▶ Textauszug:
# Foto des Monats Juli: Sari Joergensen



## Thomas (9. Juli 2003)

Mit ein paar Tagen Verspätung - aber ich denke das Warten hat sich gelohnt - wieder ein Bikefoto des Monats ohne Bike - aber seht selbst: 

http://www.mtb-news.de

Danke an Kai & Frieder von www.Starshot.de für die Bereitstellung des Fotos


----------



## robby (28. Juli 2003)

Weiß eigentlich jemand von Euch, was aus Sari geworden ist?!
Hab schon lange Zeit nichts mehr von ihr gehört/gelesen...


----------



## MTB-News.de




----------



## Frank (5. August 2003)

Keine Ahnung, was aus Sari geworden ist aber: ich weiß ned, wo die Jungs das Foto ausgepackt haben, denn genau dieses Foto von Sari hab ich schon vor 3 Jahren im Netz gesehen.


----------



## Thomas (5. August 2003)

Kai hat das Foto gemacht, wann genau weiss ich nicht
tom


----------



## robby (5. August 2003)

> _Original geschrieben von Frank _
> *...denn genau dieses Foto von Sari hab ich schon vor 3 Jahren im Netz gesehen. *



Vor ca. 3 Jahren war´s auch schonmal in der Bike...


----------



## Calexio (21. November 2003)

kommt zwar etwas spät die antwort  
aber soweit ich im bilde bin is das für den starshot enstanden
zumindest hab ich es da zum ersten mal gesehen.
und das ist jetzt schon etwas länger her  

nach ihrem schulterbruch hat sie aufgehört,
aber es vermehren sich gerüchte das 
die gute wieder kommt


----------

▶ Datenauszug:
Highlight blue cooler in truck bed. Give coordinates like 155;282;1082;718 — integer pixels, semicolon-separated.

--

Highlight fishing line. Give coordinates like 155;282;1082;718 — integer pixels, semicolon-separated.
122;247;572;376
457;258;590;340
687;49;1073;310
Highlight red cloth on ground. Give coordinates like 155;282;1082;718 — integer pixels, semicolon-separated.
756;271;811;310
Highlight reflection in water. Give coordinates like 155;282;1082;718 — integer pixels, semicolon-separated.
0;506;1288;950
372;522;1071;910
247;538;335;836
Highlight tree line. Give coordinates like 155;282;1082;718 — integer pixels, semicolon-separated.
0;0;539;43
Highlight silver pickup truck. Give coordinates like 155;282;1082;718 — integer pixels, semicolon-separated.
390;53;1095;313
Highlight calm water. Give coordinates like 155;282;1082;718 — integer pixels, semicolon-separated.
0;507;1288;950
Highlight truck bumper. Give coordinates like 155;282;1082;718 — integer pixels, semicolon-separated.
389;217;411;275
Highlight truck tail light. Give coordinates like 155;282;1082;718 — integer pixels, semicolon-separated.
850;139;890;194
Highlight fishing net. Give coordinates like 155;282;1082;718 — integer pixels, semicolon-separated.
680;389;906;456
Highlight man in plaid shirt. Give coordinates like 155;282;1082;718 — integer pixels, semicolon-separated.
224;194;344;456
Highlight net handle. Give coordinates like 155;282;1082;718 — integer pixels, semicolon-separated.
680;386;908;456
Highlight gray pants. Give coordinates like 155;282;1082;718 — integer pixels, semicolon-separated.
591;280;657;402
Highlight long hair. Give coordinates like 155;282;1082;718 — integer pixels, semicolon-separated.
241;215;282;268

▶ Aufgabe: Schreib den Textauszug von „## Frank (5.“ bis einschließlich „Thomas (5. August 2003)“ noch einmal ab und ersetze dabei „Foto“ überall durch „Bild“. Die Datensätze stammen aus einer anderen Quelle.

▶ Lösung:
## Frank (5. August 2003)

Keine Ahnung, was aus Sari geworden ist aber: ich weiß ned, wo die Jungs das Bild ausgepackt haben, denn genau dieses Bild von Sari hab ich schon vor 3 Jahren im Netz gesehen.


----------



## Thomas (5. August 2003)